### Exercise details
Please copy, word for word, the part of the text on over-the-counter medicines and high blood pressure that opens with the words "You may want" and closes with "your blood pressure.".

═════ Excerpt to read

Purchasing over-the-counter medications is a quick and easy way to relieve the daily coughing, sneezing, and aching that accompanies that pesky cold or flu.
All medications, however, carry risks of side effects and bad interactions, even over-the-counter meds. This warning is particularly specific to those suffering from high blood pressure.
You may want to steer clear of some of these over-the-counter meds as they can increase blood pressure and interfere with blood pressure medication. Common medications that can affect blood pressure levels are decongestants, pain relievers, and anti-inflammatory medications.
Decongestants can cause narrowing of blood vessels throughout the body. Certain pain relievers and anti-inflammatory meds may cause water retention, increasing the chance of raising your blood pressure.
Studies show that most people have a minimal increase in blood pressure after taking common cold meds and decongestants. If you have high blood pressure, try a cold or flu medication that is free of decongestants.
Learn what works for you
If you have high blood pressure, educate yourself before you decide to take over-the-counter medication:
- Read labels
Many over-the-counter medicines are labeled safe for people with high blood pressure—keep a watchful eye out for these labels. Also be sure to look out for medications that having a warning label such as “Do not use this product if you have heart disease, high blood pressure, etc.”
- Avoid excess salt
One reason many over-the-counter meds increase blood pressure is due to large amounts of salt (also listed as sodium or soda). If you have high blood pressure, aim for 1,500 mg of sodium or less per day, including sodium found in many over-the-counter medicines.

══════════
═════ Dataset records

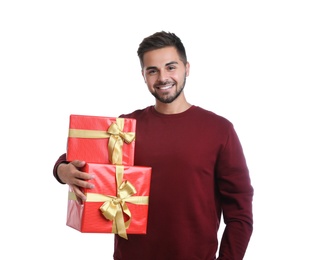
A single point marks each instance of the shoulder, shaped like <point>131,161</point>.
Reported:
<point>209,116</point>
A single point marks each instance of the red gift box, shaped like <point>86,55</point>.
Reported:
<point>118,203</point>
<point>97,139</point>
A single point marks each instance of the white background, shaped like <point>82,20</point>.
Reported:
<point>251,62</point>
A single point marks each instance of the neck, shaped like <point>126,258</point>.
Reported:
<point>172,108</point>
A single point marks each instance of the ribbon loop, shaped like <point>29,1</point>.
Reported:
<point>116,140</point>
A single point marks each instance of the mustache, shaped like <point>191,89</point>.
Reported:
<point>163,83</point>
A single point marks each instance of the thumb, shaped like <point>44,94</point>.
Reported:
<point>78,164</point>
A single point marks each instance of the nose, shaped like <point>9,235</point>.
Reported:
<point>162,76</point>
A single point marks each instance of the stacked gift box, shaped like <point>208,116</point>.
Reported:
<point>119,201</point>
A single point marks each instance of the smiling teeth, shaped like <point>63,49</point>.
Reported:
<point>165,87</point>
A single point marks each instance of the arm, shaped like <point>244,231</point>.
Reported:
<point>236,199</point>
<point>69,173</point>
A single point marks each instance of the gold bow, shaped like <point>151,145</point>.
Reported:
<point>114,207</point>
<point>116,138</point>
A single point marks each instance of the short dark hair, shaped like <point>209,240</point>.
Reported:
<point>160,40</point>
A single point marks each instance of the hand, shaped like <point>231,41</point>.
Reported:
<point>70,173</point>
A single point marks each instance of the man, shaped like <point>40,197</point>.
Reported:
<point>198,168</point>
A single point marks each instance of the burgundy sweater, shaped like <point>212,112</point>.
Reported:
<point>198,173</point>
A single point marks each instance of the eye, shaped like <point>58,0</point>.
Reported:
<point>151,72</point>
<point>171,67</point>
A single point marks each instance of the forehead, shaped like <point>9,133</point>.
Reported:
<point>160,57</point>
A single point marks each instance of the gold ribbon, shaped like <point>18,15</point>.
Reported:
<point>116,138</point>
<point>114,207</point>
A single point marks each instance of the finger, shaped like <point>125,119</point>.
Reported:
<point>79,194</point>
<point>78,163</point>
<point>83,184</point>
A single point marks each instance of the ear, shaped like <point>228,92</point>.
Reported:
<point>142,72</point>
<point>187,69</point>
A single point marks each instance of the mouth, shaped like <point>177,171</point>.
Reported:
<point>165,87</point>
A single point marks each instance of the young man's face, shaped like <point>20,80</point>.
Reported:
<point>164,73</point>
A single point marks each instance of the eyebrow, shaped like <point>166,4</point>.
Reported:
<point>167,64</point>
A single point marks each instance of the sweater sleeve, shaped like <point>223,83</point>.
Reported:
<point>236,197</point>
<point>61,159</point>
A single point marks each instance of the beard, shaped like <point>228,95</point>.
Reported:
<point>170,99</point>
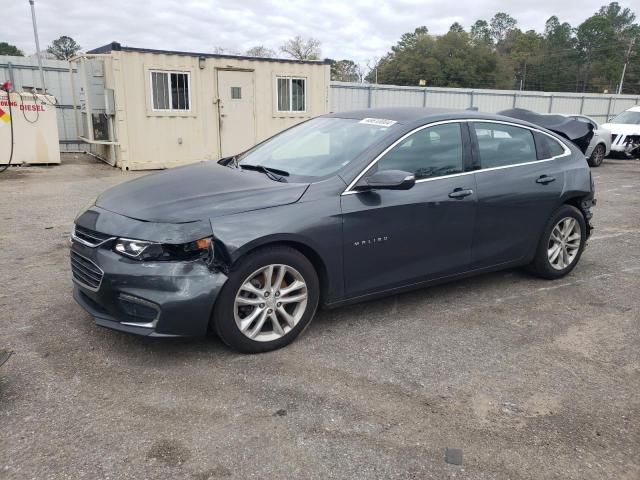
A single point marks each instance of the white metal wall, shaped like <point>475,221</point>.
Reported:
<point>349,96</point>
<point>24,74</point>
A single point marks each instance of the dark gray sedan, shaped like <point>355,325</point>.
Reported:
<point>339,209</point>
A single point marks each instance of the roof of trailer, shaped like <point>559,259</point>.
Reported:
<point>117,47</point>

══════════

### Solution for this exercise
You may want to steer clear of some of these over-the-counter meds as they can increase blood pressure and interfere with blood pressure medication. Common medications that can affect blood pressure levels are decongestants, pain relievers, and anti-inflammatory medications.
Decongestants can cause narrowing of blood vessels throughout the body. Certain pain relievers and anti-inflammatory meds may cause water retention, increasing the chance of raising your blood pressure.